Turn the lines from the one containing "Would you please tag the asphalt" through the last line of the records, both included, into a JSON list of strings with one string per line and blank lines omitted.

(Object point labels)
◇ ◇ ◇ ◇ ◇ ◇ ◇
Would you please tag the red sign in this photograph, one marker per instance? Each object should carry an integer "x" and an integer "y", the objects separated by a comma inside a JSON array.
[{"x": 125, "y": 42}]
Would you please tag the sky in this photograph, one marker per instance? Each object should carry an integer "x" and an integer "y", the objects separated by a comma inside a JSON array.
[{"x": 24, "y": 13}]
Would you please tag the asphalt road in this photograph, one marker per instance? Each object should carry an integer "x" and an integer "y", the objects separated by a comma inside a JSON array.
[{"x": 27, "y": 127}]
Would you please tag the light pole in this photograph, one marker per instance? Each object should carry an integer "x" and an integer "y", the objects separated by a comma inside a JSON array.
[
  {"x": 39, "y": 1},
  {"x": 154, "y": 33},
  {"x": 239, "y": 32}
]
◇ ◇ ◇ ◇ ◇ ◇ ◇
> **EXPECTED OUTPUT**
[
  "Would you please tag the asphalt road in this photograph, one marker per instance? Each object should carry an integer \"x\" and an integer \"y\", the objects separated by a comma inside a JSON array.",
  "[{\"x\": 27, \"y\": 127}]",
  "Would you please tag the light pole in this photograph, one marker per instance? Each object should carry an integer \"x\" and an integer \"y\", the objects separated by a comma inside a JSON array.",
  "[",
  "  {\"x\": 39, \"y\": 1},",
  "  {\"x\": 154, \"y\": 33},",
  "  {\"x\": 239, \"y\": 32}",
  "]"
]